DESCRIPTION OF THE TASK —
Reproduce the lines unchanged, beginning at the line containing "Indicate the upper" and continuing through the line containing "x=256, y=365".

INFORMATION GIVEN —
* start *
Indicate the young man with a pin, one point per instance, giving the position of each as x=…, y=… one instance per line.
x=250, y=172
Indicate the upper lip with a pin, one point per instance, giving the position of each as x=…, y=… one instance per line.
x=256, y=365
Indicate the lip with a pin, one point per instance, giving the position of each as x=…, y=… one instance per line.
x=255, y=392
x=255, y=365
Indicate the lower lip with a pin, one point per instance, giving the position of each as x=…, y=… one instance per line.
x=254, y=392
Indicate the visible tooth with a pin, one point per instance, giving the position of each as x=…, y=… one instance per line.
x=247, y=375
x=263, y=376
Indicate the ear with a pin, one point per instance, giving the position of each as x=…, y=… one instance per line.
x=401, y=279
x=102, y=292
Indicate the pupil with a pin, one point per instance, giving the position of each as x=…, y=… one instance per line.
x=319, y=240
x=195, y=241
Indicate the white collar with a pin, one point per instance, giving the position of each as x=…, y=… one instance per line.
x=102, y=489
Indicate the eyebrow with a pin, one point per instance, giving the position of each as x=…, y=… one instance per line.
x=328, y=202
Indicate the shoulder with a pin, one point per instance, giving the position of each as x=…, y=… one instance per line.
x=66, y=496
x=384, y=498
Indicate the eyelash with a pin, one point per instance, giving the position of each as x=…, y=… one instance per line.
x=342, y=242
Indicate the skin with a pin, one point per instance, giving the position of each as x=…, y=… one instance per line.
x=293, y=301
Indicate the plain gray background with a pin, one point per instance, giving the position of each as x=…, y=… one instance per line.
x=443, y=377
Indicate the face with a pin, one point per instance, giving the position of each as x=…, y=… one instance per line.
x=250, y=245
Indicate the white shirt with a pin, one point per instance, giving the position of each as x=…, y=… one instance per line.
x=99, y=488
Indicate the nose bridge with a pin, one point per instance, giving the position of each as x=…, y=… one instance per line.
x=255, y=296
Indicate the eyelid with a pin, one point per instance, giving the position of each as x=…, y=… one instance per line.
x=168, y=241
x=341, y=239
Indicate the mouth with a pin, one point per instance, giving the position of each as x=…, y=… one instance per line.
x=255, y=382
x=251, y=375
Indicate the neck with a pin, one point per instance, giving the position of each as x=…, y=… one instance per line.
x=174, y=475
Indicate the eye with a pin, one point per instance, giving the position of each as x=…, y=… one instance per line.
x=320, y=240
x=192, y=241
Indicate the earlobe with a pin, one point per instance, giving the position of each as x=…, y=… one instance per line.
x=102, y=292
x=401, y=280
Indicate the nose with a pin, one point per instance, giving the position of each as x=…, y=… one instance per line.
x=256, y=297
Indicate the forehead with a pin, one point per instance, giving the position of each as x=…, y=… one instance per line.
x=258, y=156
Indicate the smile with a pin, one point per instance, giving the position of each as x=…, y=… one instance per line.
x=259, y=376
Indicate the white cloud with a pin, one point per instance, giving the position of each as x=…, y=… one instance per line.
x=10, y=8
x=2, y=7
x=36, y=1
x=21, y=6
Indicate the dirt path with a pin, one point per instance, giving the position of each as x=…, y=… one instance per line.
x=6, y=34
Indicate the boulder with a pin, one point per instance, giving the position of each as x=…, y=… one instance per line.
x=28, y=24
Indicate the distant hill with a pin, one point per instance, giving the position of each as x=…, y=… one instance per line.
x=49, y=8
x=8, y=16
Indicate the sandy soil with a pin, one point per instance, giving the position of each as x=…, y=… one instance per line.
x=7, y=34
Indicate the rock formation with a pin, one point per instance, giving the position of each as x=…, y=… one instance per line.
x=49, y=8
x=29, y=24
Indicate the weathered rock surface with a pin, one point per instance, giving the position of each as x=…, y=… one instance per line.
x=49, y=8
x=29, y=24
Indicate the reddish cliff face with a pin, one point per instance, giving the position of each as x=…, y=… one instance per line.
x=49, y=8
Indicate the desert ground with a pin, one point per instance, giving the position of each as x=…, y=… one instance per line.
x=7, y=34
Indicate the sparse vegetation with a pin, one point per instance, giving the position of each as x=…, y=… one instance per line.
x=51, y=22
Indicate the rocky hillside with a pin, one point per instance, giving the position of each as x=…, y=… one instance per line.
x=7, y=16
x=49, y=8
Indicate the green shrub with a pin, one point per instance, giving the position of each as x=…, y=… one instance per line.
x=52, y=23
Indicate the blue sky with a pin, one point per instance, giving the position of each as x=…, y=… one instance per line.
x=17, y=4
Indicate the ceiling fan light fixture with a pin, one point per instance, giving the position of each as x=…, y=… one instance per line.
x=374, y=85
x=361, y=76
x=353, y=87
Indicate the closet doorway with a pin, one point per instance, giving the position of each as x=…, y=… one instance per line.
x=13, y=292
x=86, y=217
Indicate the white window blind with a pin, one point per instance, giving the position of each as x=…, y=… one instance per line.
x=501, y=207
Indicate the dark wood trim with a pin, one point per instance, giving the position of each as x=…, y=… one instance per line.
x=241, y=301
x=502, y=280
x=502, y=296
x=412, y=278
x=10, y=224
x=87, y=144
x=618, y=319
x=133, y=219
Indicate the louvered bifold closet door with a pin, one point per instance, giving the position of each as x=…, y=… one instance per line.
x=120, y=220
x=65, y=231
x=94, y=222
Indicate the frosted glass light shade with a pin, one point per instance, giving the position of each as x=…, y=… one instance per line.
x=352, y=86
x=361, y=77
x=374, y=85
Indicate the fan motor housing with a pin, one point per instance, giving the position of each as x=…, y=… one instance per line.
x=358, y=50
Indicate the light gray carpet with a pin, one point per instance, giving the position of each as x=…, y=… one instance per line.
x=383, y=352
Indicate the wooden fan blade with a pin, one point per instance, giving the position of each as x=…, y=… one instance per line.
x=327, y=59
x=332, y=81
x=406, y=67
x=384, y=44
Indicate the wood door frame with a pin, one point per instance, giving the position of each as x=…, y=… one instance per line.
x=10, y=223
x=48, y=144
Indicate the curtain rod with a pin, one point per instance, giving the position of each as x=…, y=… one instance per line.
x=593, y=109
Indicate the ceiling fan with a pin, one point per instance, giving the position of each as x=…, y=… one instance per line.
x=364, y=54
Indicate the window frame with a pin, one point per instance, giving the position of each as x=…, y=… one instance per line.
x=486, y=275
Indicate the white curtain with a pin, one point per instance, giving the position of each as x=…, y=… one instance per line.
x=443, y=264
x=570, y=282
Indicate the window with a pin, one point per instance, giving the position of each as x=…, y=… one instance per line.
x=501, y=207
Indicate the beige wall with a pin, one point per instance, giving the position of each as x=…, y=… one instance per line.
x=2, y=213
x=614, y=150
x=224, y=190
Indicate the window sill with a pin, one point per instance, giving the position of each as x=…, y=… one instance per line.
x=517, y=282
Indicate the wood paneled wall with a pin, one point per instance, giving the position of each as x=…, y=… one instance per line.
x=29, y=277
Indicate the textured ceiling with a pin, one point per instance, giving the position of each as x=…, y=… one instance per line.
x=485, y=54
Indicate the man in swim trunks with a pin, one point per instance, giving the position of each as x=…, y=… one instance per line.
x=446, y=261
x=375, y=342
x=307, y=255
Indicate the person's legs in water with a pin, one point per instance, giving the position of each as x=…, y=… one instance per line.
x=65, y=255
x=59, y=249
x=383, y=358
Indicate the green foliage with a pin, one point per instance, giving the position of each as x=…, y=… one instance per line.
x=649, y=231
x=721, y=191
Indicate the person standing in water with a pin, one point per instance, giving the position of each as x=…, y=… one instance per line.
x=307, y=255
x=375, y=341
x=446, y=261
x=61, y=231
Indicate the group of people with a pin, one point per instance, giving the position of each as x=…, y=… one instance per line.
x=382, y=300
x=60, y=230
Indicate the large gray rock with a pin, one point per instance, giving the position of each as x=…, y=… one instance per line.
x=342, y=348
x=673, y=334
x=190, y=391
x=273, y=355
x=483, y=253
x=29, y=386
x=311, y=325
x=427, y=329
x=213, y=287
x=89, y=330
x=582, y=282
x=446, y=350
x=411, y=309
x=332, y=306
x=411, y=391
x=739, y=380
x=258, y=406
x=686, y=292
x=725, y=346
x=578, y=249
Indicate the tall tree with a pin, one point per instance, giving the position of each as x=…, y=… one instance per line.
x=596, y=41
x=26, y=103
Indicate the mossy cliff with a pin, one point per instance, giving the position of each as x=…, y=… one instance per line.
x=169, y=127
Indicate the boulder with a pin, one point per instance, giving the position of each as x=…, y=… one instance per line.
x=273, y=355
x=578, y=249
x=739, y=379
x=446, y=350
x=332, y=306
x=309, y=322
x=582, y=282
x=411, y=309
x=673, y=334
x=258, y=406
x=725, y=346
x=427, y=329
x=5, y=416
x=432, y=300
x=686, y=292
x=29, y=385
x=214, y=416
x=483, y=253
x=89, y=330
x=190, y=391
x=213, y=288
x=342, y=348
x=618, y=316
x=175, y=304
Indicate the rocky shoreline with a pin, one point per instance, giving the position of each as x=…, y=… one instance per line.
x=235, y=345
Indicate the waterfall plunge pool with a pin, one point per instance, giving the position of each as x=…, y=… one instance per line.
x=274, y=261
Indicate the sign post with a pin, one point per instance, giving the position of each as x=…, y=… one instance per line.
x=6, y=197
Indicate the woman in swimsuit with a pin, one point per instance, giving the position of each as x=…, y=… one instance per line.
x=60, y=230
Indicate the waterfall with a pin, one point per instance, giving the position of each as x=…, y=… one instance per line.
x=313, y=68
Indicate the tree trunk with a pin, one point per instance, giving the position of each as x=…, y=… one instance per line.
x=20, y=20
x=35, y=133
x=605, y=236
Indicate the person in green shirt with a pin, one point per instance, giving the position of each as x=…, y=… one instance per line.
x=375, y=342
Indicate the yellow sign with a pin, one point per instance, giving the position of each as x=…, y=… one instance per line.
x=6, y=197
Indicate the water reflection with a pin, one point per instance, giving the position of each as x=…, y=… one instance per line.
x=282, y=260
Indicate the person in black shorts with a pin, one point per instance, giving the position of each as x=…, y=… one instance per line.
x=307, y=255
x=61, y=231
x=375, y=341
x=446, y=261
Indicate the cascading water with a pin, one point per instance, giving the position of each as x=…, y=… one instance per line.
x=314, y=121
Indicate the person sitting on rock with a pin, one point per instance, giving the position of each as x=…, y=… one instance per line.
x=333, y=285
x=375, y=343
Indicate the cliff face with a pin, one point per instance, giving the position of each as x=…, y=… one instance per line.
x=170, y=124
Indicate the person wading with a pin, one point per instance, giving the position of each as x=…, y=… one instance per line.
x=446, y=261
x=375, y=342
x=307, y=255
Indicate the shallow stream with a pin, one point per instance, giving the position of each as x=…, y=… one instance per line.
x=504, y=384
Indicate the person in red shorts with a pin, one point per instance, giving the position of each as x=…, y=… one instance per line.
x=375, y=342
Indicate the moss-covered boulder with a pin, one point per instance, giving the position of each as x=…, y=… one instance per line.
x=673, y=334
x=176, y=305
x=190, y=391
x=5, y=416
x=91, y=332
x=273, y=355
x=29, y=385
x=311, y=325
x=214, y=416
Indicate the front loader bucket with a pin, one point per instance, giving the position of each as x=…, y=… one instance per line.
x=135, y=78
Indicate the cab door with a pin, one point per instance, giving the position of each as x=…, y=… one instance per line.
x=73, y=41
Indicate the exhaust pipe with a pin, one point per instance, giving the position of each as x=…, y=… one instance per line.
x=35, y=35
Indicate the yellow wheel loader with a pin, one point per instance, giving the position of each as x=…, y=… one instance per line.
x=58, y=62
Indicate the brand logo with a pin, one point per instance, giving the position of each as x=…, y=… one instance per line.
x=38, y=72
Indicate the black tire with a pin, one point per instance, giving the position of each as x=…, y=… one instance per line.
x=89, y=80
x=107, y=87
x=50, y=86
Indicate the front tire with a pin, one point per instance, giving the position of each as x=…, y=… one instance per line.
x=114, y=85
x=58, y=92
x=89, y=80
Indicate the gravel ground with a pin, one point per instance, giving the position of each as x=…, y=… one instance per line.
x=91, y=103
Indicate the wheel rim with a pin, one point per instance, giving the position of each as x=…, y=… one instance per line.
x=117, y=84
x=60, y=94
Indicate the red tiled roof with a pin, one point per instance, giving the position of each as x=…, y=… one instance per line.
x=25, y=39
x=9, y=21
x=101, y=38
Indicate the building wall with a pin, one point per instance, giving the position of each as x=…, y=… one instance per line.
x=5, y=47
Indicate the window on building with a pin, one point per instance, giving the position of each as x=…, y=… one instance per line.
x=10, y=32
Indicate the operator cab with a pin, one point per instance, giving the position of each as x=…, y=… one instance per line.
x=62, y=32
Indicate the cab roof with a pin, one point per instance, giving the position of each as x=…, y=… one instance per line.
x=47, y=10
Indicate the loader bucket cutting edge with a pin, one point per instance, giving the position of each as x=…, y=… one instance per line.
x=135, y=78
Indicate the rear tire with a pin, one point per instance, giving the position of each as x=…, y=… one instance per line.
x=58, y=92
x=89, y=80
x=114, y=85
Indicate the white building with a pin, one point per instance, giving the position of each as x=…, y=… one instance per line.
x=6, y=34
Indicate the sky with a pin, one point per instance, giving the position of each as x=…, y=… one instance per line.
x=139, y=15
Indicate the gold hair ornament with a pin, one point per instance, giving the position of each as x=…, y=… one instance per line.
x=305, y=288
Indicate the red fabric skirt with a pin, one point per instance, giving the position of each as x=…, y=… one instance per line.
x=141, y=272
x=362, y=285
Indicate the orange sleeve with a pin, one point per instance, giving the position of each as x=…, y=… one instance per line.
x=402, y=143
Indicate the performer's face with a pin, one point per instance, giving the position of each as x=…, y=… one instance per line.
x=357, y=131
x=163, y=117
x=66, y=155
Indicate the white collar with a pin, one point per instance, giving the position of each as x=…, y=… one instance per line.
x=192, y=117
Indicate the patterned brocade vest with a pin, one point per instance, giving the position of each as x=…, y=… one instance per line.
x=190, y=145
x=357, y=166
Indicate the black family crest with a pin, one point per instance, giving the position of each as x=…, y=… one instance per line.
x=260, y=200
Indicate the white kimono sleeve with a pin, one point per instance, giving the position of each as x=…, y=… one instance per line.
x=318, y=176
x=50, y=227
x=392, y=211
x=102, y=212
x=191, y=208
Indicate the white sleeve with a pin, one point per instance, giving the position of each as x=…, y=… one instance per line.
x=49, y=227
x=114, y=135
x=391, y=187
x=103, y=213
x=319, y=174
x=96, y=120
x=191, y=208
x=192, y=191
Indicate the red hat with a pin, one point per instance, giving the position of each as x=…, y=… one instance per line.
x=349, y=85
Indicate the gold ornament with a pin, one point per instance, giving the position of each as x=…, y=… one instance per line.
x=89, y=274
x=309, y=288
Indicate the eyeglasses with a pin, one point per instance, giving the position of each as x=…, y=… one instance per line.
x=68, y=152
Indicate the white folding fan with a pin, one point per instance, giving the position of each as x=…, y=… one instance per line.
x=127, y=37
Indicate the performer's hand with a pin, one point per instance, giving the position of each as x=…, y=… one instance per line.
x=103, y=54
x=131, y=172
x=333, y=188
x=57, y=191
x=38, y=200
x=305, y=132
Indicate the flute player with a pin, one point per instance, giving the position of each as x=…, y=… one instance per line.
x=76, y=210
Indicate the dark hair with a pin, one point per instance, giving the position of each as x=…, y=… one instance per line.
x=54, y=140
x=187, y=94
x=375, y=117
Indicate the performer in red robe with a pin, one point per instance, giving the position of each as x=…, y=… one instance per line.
* end *
TASK ANSWER —
Indicate the upper lip with a pin, one point per instance, giving the position of each as x=…, y=… one instance per line.
x=256, y=365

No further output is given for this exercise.